# Excerpted records
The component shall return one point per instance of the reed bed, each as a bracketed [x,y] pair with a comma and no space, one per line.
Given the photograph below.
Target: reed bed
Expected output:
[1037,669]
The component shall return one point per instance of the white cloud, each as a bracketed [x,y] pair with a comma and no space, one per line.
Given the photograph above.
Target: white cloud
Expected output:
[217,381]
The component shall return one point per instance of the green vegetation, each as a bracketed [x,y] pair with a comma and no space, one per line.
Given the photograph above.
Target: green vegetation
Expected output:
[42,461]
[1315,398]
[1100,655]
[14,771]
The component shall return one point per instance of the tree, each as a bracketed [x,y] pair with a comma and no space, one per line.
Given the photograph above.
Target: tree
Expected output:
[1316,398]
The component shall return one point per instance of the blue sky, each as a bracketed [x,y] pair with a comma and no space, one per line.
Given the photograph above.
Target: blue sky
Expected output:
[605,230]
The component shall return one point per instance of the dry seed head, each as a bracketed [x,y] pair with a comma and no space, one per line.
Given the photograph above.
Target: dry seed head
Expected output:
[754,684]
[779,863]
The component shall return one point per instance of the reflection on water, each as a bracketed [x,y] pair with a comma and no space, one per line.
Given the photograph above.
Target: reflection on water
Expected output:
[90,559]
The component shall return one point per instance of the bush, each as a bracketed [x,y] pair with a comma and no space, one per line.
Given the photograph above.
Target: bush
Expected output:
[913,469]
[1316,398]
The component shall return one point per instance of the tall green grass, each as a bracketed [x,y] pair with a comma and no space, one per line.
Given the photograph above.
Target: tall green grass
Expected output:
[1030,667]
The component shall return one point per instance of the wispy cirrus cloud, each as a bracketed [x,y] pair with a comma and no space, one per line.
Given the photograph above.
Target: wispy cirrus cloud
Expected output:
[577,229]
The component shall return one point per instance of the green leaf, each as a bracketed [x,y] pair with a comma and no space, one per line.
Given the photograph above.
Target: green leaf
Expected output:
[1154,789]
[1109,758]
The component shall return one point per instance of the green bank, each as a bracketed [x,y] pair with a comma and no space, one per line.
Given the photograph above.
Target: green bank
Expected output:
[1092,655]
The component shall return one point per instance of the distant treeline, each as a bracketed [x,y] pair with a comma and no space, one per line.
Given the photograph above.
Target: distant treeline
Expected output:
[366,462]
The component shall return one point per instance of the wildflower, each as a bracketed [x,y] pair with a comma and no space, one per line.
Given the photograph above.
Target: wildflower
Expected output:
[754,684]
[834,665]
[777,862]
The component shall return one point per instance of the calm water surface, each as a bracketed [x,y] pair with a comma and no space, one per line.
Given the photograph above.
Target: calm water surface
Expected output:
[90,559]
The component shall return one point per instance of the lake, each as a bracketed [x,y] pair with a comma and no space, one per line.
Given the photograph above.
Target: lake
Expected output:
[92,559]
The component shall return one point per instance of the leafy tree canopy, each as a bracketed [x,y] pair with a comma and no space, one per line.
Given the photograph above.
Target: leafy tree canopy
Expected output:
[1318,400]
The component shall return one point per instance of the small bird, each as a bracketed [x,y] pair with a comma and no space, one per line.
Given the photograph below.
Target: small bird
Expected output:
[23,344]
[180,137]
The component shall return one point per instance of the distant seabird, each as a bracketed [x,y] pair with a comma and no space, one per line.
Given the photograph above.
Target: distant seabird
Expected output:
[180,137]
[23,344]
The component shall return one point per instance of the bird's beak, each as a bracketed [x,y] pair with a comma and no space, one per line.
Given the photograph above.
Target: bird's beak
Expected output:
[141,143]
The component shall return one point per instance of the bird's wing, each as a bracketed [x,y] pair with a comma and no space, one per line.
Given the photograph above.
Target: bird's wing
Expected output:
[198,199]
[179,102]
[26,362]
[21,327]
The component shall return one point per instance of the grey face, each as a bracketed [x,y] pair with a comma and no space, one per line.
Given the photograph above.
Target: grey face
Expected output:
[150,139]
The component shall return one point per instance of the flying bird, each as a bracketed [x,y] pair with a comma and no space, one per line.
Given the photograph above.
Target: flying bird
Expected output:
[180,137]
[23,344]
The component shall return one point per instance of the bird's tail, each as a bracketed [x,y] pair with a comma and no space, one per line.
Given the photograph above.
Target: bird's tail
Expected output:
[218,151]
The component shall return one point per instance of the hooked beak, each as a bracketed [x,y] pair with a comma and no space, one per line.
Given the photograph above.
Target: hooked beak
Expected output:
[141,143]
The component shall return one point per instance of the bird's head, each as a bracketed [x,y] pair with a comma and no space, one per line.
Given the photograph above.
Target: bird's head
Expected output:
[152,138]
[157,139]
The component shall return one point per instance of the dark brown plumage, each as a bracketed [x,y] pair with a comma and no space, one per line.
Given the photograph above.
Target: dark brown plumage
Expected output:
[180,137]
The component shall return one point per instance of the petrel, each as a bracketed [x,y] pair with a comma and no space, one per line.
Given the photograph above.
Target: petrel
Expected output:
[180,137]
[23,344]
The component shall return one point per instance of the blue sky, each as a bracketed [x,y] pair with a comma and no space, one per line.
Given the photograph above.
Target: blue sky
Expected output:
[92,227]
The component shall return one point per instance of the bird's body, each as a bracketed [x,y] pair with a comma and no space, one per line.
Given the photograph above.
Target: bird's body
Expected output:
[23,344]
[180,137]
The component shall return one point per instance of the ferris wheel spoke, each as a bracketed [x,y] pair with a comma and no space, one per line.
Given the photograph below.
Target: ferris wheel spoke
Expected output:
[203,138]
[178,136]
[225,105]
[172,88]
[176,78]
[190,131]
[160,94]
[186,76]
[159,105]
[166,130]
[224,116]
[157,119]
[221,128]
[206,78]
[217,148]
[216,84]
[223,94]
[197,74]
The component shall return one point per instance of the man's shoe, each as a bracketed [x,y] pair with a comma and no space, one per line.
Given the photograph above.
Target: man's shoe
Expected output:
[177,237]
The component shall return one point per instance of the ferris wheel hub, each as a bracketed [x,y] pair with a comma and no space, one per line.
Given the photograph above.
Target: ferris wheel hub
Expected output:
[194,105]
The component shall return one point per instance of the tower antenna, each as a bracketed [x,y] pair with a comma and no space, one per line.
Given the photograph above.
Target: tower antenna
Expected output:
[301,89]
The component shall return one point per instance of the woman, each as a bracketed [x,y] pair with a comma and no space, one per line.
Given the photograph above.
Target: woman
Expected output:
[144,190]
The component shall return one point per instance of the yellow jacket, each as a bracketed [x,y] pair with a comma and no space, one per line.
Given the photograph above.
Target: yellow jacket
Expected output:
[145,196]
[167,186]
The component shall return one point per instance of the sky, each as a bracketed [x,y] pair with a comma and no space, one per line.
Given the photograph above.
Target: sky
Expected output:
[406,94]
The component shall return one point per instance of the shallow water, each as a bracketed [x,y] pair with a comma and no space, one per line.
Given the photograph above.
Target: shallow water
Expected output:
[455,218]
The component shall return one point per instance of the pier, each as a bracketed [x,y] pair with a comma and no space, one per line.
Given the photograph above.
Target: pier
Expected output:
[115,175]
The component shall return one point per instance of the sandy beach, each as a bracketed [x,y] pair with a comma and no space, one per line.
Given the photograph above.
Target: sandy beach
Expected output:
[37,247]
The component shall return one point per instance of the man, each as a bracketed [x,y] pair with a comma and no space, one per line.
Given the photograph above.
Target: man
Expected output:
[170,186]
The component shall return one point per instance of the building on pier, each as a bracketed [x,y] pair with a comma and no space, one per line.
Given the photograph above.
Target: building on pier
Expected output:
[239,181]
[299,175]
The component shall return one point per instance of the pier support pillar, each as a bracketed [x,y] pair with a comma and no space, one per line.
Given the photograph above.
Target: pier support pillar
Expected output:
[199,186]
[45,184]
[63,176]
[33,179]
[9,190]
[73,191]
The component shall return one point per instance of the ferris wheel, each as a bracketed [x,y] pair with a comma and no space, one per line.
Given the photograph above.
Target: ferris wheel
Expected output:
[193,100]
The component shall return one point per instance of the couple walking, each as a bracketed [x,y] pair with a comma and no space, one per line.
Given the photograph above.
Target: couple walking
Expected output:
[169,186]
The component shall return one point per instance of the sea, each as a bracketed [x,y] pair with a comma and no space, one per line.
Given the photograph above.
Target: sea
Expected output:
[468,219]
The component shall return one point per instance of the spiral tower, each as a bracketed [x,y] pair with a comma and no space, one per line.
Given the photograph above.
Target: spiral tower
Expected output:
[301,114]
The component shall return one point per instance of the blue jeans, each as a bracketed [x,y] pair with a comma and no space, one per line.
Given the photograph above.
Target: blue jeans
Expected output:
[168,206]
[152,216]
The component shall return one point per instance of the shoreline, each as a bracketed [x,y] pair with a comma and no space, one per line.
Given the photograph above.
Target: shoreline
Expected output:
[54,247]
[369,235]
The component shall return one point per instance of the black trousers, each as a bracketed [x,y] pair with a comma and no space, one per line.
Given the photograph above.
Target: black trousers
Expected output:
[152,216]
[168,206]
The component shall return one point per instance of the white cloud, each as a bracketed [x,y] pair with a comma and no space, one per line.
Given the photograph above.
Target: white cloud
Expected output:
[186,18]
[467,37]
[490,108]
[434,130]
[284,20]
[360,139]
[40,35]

# Task
Write out, word for word, every line from the one containing "the sea, each" through the last line of the records above.

# The solution
The component shall return one point per instance of the sea, each as a bracketed [x,y] pair with a comma and no space, one per line.
Given the photograph above.
Target: sea
Expected output:
[468,219]
The component shall return one point per instance of the spiral tower, each as a bracketed [x,y] pair with a comma and no space, one per line.
Given the photograph above.
Target: spiral tower
Expected output:
[301,114]
The component shall return one point per instance of the blue jeans, each as a bracketed [x,y] pair with a comma and no space, one per line.
Given the photograph above.
Target: blue jeans
Expected output:
[168,206]
[152,216]
The component shall return one point per instance of the shoreline, each as a bracketed [x,y] pair with a comma and no space, one per line.
Given the photograph above.
Target: shoreline
Expected output:
[54,247]
[369,235]
The component shall return one point per instance of the black trousers, each as a bracketed [x,y] pair with a comma and no space, one per line.
Given the photograph above.
Target: black trousers
Expected output:
[152,216]
[168,206]
The component shall return one point per instance of the white cloud, each as a bracketed [x,y] pair with a comma and no space, one per line.
Given the photograph above.
Target: white cloud
Expected output:
[186,18]
[467,37]
[490,108]
[434,130]
[284,20]
[360,139]
[40,35]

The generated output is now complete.